Friday, December 09, 2016

NVIDIA GPUs Speed Nickelodeon’s Animation Workflow on "Albert"

Original NVIDIA Press Release via the official NVIDIA Blog:

NVIDIA GPUs Speed Nickelodeon’s Animation Workflow on Albert


L-R: Maisie (Sasheer Zamata), Gene (Judah Friedlander), Cactus Pete (Rob Riggle), and Albert (Bobby Moynihan) in Nickelodeon’s TV movie, Albert.

Albert is Nickelodeon’s first original animated TV movie, telling the story of a tiny Douglas fir tree named Albert who loves Christmas and dreams of being the Empire City Christmas tree. The movie premieres tonight at 7 pm Eastern/Pacific.

Albert was created almost entirely in-house and features a look that is unique to Nickelodeon. Texture artists, lighters and compositors worked on Dell Precision 5810 workstations equipped with NVIDIA Quadro M6000 graphics to bring the story to life. Scenes were rendered using Redshift’s GPU-accelerated renderer.

“The Dell T5810 and Redshift with the NVIDIA Quadro M6000 really came together for us, and allowed our artists to work in a way they’d never been able to before,” said Eric Swanborg, senior director of Digital Operations at Nickelodeon. “They’re able to work in near real time when lighting the scenes they’re working on, which allowed us to create an entirely new pipeline for the way Nickelodeon has traditionally approached animation, giving them much more creative control than they’ve ever had before.”

> RECORDS:
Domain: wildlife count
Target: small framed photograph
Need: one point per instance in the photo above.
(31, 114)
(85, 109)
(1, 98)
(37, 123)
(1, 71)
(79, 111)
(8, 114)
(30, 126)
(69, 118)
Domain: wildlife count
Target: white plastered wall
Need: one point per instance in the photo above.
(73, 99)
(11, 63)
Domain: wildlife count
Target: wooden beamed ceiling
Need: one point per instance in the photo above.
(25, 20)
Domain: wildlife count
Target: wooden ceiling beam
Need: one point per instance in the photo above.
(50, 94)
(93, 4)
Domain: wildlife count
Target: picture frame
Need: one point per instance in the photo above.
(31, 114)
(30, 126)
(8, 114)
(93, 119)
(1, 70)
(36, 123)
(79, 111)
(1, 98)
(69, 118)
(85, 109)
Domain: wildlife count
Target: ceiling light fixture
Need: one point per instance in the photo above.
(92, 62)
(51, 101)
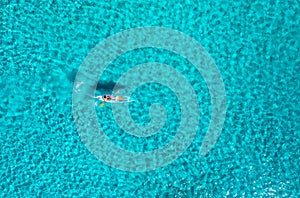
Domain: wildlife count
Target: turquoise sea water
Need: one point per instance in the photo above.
(255, 46)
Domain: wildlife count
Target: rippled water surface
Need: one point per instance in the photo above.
(255, 47)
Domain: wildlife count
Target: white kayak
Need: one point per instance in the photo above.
(116, 99)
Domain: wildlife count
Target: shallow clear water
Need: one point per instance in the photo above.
(255, 46)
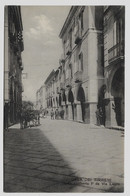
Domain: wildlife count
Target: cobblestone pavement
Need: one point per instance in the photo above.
(63, 156)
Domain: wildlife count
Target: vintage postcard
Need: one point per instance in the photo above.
(64, 98)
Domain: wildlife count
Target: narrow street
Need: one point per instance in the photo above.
(63, 156)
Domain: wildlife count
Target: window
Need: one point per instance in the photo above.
(81, 20)
(80, 67)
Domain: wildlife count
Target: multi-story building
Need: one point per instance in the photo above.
(91, 71)
(114, 39)
(40, 98)
(82, 62)
(12, 64)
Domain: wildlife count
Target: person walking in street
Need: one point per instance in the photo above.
(6, 117)
(98, 116)
(52, 114)
(57, 114)
(62, 114)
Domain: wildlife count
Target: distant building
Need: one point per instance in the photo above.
(114, 40)
(82, 62)
(40, 98)
(90, 75)
(12, 64)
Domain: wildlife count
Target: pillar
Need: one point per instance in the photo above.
(79, 112)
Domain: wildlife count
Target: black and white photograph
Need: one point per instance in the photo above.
(64, 98)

> COMPLETE THE FOLLOWING:
- A) Translate this sentence from the article on Nickelodeon's Albert into Spanish: "Scenes were rendered using Redshift’s GPU-accelerated renderer."
- B) Carry on the article on Nickelodeon's Albert, picking up after its final sentence.
The material has no connection to the article on Nickelodeon's Albert.

> SET OF ANSWERS:
- A) Las escenas se renderizaron con el renderizador acelerado por GPU de Redshift.

- B)
The animated characters in Albert appear as though you can reach out and touch them — it’s a look somewhere between photorealistic and stop motion. The ability for artists to have near real-time reflections, shadows and interaction was essential to the project.

“We’re trying to make great art as fast as we can and have it look at good as possible. There’s such a depth to everything. That’s what I’m really excited about. I can’t wait for the audience to see it,” said Jason Meyer, a supervising producer at Nickelodeon. “And now what used to take two to three hours to see a final frame is now taking just half an hour.”

Using Redshift with Quadro’s powerful visual computing platform allowed artists to do renders at their desks without having to outsource. Artists are able to see what the scenes looked like before spending the time to render the whole sequence out, which is a significantly faster approach.